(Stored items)
---------------

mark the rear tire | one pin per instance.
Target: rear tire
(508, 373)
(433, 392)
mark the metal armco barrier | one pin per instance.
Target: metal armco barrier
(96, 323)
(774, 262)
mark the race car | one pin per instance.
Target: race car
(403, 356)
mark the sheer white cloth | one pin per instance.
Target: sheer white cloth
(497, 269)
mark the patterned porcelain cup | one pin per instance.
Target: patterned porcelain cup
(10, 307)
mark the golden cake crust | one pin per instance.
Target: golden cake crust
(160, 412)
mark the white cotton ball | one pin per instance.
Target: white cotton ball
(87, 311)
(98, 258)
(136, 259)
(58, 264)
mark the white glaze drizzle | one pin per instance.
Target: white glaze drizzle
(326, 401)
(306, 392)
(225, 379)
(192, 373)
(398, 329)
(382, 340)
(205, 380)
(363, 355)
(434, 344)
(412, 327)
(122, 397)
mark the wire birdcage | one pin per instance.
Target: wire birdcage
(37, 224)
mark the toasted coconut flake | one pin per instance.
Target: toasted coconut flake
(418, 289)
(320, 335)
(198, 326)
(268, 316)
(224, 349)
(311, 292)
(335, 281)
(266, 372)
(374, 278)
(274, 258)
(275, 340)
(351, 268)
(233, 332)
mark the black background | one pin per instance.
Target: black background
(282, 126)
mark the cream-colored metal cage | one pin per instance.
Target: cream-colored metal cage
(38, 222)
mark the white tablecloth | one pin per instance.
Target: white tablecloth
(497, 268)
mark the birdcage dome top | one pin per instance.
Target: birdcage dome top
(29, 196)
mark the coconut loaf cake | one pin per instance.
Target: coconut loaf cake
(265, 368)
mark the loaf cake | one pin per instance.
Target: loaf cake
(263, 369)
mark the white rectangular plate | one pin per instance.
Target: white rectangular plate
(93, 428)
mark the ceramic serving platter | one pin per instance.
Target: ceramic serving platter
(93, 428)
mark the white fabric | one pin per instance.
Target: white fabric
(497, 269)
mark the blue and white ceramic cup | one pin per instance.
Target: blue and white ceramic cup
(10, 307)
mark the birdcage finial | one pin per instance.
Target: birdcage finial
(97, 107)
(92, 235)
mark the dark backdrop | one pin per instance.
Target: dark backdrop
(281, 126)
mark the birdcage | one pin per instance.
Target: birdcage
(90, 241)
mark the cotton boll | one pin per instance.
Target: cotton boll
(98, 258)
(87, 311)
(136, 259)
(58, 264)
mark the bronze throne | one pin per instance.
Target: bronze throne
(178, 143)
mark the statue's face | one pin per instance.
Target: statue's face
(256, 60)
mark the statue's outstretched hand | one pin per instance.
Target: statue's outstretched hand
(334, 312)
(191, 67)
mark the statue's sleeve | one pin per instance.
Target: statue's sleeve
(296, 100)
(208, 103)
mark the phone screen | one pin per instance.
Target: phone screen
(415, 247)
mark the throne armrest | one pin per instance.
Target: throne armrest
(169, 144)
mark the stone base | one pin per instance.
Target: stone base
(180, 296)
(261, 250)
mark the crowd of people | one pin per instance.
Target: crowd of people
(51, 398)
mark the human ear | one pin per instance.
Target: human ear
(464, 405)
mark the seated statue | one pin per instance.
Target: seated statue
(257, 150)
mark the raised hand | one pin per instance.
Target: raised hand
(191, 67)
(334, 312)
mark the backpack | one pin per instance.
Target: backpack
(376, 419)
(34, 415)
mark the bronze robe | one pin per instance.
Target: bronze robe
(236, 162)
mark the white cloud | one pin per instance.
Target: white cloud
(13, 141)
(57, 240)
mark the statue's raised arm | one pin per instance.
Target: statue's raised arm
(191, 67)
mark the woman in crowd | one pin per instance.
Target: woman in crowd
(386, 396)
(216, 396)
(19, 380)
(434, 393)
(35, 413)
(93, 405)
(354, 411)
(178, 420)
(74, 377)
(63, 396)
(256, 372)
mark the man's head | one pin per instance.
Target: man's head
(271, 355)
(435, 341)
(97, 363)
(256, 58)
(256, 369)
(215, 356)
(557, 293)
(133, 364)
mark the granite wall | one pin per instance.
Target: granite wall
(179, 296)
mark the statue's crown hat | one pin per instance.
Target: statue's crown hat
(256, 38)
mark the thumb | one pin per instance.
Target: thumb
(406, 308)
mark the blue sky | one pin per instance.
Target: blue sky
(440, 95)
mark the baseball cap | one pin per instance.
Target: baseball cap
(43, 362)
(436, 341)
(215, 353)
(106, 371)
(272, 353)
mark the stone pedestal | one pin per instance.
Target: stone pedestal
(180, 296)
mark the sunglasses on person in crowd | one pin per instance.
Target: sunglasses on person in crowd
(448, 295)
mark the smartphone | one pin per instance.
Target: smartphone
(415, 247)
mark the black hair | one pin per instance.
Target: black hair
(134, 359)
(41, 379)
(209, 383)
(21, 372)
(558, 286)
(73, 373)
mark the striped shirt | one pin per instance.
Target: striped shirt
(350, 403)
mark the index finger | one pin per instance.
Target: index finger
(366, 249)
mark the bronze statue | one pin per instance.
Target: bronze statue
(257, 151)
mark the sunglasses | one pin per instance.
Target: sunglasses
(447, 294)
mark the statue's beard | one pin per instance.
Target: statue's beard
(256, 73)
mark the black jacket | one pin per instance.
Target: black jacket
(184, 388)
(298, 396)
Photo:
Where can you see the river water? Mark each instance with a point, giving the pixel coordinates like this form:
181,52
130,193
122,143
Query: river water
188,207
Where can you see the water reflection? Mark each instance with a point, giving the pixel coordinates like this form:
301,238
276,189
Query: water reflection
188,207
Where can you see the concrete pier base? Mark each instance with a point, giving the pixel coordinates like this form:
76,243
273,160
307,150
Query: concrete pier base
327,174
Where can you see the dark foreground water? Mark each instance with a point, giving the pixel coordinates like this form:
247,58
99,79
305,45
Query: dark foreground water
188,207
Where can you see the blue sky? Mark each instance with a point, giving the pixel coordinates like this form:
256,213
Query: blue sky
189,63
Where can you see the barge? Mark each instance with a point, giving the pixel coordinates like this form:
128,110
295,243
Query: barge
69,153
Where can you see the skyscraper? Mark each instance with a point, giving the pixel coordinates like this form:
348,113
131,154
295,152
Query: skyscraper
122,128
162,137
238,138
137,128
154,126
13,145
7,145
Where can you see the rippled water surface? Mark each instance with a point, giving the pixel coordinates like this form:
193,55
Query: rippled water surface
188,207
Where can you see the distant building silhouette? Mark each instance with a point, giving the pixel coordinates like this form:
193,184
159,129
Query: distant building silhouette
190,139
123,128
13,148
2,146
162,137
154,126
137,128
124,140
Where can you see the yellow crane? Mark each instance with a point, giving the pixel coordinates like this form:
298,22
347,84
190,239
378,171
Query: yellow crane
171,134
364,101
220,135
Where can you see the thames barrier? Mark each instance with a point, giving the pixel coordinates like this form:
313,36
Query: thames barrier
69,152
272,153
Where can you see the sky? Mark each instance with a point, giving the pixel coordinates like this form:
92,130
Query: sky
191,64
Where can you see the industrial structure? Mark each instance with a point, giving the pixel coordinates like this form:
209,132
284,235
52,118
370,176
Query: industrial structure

---------------

Exercise prompt
All the entries should be output exactly as given.

The answer
mark the rear tire | one pin per instance.
Target: rear tire
(508, 373)
(433, 392)
mark the metal armco barrier | one pin per instance.
Target: metal armco barrier
(96, 323)
(774, 262)
mark the race car | one pin per instance.
Target: race car
(403, 356)
mark the sheer white cloth | one pin per instance.
Target: sheer white cloth
(497, 269)
mark the patterned porcelain cup | one pin per instance.
Target: patterned porcelain cup
(10, 307)
mark the golden cake crust | one pin per instance.
Target: golden cake crust
(160, 412)
mark the white cotton ball | one pin per instance.
Target: white cotton ball
(87, 311)
(98, 258)
(136, 259)
(58, 264)
mark the white glaze drizzle | one pin per instance.
Target: white glaze drizzle
(326, 401)
(306, 392)
(225, 379)
(192, 373)
(398, 329)
(382, 340)
(205, 380)
(363, 355)
(434, 344)
(412, 327)
(122, 397)
mark the wire birdcage | one pin per instance.
Target: wire birdcage
(37, 224)
mark the toasted coconut flake | one pin per instance.
Target: toasted coconut flake
(418, 289)
(320, 335)
(198, 326)
(268, 316)
(224, 349)
(311, 292)
(335, 281)
(266, 372)
(374, 278)
(274, 258)
(275, 340)
(351, 268)
(233, 332)
mark the black background | one pin per instance.
Target: black background
(282, 126)
mark the cream-colored metal cage | one pin per instance.
Target: cream-colored metal cage
(38, 222)
mark the white tablecloth | one pin per instance.
Target: white tablecloth
(497, 268)
mark the birdcage dome top | one pin per instance.
Target: birdcage dome top
(29, 196)
mark the coconut loaf cake | one pin per instance.
Target: coconut loaf cake
(265, 368)
mark the loaf cake | one pin per instance.
Target: loaf cake
(263, 369)
mark the white rectangular plate | one pin per instance.
Target: white rectangular plate
(93, 428)
mark the ceramic serving platter | one pin per instance.
Target: ceramic serving platter
(93, 428)
mark the white fabric | one pin per instance.
Target: white fabric
(497, 269)
mark the blue and white ceramic cup | one pin per instance.
Target: blue and white ceramic cup
(10, 307)
mark the birdcage finial | one pin per instance.
Target: birdcage finial
(97, 107)
(92, 235)
mark the dark backdrop | one pin per instance.
Target: dark backdrop
(281, 126)
mark the birdcage | one pin per instance.
Target: birdcage
(90, 241)
mark the cotton boll | one pin per instance.
Target: cotton boll
(98, 258)
(87, 311)
(136, 259)
(58, 264)
mark the bronze throne | one pin per instance.
Target: bronze throne
(178, 143)
mark the statue's face | one pin per instance.
Target: statue's face
(256, 60)
mark the statue's outstretched hand | one pin per instance.
Target: statue's outstretched hand
(334, 312)
(191, 67)
mark the statue's sleeve | one pin per instance.
Target: statue's sleeve
(296, 100)
(208, 103)
mark the phone screen | one pin per instance.
Target: phone screen
(415, 247)
mark the throne armrest | one pin per instance.
Target: throne armrest
(169, 144)
mark the stone base | one pin per instance.
Target: stone base
(180, 296)
(261, 250)
mark the crowd of people | one pin per instance.
Target: crowd of people
(51, 398)
mark the human ear | one pin per instance.
Target: human ear
(464, 405)
mark the seated statue | one pin per instance.
Target: seated statue
(257, 150)
mark the raised hand | one pin per instance.
Target: raised hand
(191, 67)
(334, 312)
mark the backpack | one pin per instance.
Target: backpack
(376, 419)
(34, 415)
mark the bronze robe | one pin per instance.
Target: bronze robe
(236, 162)
mark the white cloud | one pin per instance.
Target: white cloud
(13, 141)
(57, 240)
mark the statue's raised arm | one pin per instance.
Target: statue's raised arm
(191, 67)
mark the woman in crowd | one pin per instance.
Target: woman in crowd
(386, 396)
(216, 396)
(19, 380)
(434, 393)
(35, 413)
(93, 405)
(354, 411)
(178, 420)
(74, 377)
(63, 396)
(256, 372)
mark the man's head | one pin per instance.
Target: man's head
(271, 355)
(435, 341)
(97, 363)
(256, 58)
(256, 369)
(215, 356)
(557, 293)
(133, 364)
mark the granite wall | one pin per instance.
Target: granite wall
(179, 296)
mark the statue's crown hat | one pin per instance.
Target: statue's crown hat
(256, 38)
mark the thumb | one pin per instance.
Target: thumb
(406, 308)
mark the blue sky | one pin per instance.
Target: blue sky
(440, 95)
mark the baseball cap | one pin per instance.
Target: baseball cap
(43, 362)
(436, 341)
(215, 353)
(106, 371)
(272, 353)
mark the stone pedestal | one pin per instance.
Target: stone pedestal
(180, 296)
mark the sunglasses on person in crowd | one pin per instance.
Target: sunglasses on person in crowd
(448, 295)
mark the smartphone | one pin per instance.
Target: smartphone
(415, 247)
mark the black hair | one pin per instance.
Target: black hair
(134, 359)
(41, 379)
(209, 383)
(21, 372)
(558, 286)
(73, 373)
mark the striped shirt | one pin per instance.
Target: striped shirt
(350, 403)
mark the index finger | one pin per instance.
Target: index finger
(366, 249)
mark the bronze statue | one pin per instance.
Target: bronze statue
(257, 151)
mark the sunglasses | one pin per instance.
Target: sunglasses
(447, 294)
mark the statue's beard | one pin per instance.
Target: statue's beard
(256, 73)
mark the black jacket | one pin per instance.
Target: black jacket
(184, 388)
(298, 396)
Photo:
Where can you see the river water? Mark each instance with a point, giving the pixel coordinates like this form:
181,52
130,193
122,143
Query: river water
188,207
Where can you see the water reflection? Mark each instance with a point, giving the pixel coordinates like this form:
301,238
276,189
Query: water reflection
188,207
Where can you see the concrete pier base? Mark each instance with a point, giving the pixel coordinates like this form:
76,243
273,160
307,150
Query: concrete pier base
327,174
Where can you see the dark foreground water? Mark each instance with a point, giving the pixel coordinates like this form:
247,58
99,79
305,45
Query: dark foreground water
188,207
Where can you see the blue sky? Mark each instance with a point, giving the pixel coordinates like this form:
256,213
Query: blue sky
189,63
Where can you see the barge? Mark each instance with a point, giving the pixel coordinates like this form:
128,110
295,243
Query: barge
69,153
Where can you see the skyscraper? Mark each instance with a point, giving the pixel coordinates like this form:
348,113
131,154
295,152
Query: skyscraper
122,128
162,137
238,138
137,128
154,126
13,145
7,145
Where can you see the rippled water surface? Mark each instance with a point, giving the pixel coordinates like this form:
193,55
Query: rippled water surface
188,207
Where can you see the distant building silhouette? Mark each instance with a point, giving the pixel coordinates like this form:
193,184
159,129
Query: distant building silhouette
190,139
123,128
13,148
2,146
162,137
154,126
137,128
124,140
Where can you see the yellow crane? Mark each instance with a point, giving the pixel coordinates like this form:
298,22
347,84
190,239
378,171
Query: yellow crane
171,134
364,101
220,135
Where can you see the thames barrier? Mark each instance with a point, giving the pixel coordinates like this form:
313,36
Query: thames barrier
69,152
272,153
Where can you see the sky? Mark each instance with a point, giving the pixel coordinates like this form:
92,130
Query: sky
191,64
Where can you see the industrial structure? Mark each instance with a point, giving the pixel coordinates like this form:
209,132
284,235
52,118
370,176
Query: industrial structure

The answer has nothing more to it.